BEGIN Material

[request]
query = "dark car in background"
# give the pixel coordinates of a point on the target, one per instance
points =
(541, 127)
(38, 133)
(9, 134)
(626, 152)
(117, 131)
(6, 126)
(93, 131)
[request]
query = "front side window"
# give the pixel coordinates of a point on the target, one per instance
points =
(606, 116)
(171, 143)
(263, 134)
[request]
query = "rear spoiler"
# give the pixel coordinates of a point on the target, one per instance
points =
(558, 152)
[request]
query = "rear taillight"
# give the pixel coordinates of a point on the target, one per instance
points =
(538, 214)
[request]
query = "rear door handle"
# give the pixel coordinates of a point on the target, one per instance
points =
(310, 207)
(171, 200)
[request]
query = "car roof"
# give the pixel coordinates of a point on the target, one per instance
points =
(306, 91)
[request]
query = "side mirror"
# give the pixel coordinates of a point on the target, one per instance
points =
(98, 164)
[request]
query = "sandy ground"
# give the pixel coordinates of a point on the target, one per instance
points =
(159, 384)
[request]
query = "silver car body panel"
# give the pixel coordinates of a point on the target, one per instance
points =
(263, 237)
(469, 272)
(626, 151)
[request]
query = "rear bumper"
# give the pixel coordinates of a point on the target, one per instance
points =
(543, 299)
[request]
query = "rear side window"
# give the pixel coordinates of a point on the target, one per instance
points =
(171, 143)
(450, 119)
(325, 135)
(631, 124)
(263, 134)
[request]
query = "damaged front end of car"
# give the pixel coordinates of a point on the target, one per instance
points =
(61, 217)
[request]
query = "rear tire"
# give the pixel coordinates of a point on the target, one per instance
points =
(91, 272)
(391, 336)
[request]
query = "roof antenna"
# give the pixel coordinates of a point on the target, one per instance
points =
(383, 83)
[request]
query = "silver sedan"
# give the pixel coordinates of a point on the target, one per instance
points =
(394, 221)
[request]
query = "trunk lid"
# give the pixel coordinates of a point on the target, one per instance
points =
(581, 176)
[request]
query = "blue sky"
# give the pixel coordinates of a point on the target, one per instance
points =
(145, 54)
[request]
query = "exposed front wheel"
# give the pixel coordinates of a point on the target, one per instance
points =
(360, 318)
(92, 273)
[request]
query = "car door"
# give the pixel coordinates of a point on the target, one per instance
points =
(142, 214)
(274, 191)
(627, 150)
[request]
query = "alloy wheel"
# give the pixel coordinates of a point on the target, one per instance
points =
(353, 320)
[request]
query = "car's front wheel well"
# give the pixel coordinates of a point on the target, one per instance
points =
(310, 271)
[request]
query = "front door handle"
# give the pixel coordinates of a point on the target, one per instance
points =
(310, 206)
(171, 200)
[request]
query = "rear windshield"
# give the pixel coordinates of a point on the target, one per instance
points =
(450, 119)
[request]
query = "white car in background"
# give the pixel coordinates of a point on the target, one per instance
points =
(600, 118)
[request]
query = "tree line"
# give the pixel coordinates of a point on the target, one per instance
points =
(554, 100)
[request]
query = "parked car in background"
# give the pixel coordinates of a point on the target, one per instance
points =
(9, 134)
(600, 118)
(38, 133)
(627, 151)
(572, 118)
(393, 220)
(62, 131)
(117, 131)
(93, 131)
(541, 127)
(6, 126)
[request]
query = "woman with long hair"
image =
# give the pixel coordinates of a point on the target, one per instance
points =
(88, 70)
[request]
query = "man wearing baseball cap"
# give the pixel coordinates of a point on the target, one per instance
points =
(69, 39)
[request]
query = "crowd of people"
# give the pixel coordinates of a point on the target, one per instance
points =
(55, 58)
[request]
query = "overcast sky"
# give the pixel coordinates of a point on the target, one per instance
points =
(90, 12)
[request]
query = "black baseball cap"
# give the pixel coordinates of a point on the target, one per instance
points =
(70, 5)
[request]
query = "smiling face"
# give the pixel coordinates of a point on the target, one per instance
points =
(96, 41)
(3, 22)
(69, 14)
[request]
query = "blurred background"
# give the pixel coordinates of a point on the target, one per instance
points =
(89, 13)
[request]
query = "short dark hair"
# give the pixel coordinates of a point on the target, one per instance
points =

END Material

Instructions to follow: How many lines in the records above contain the string "silver"? Reply with the number alone.

Solution to the problem: 2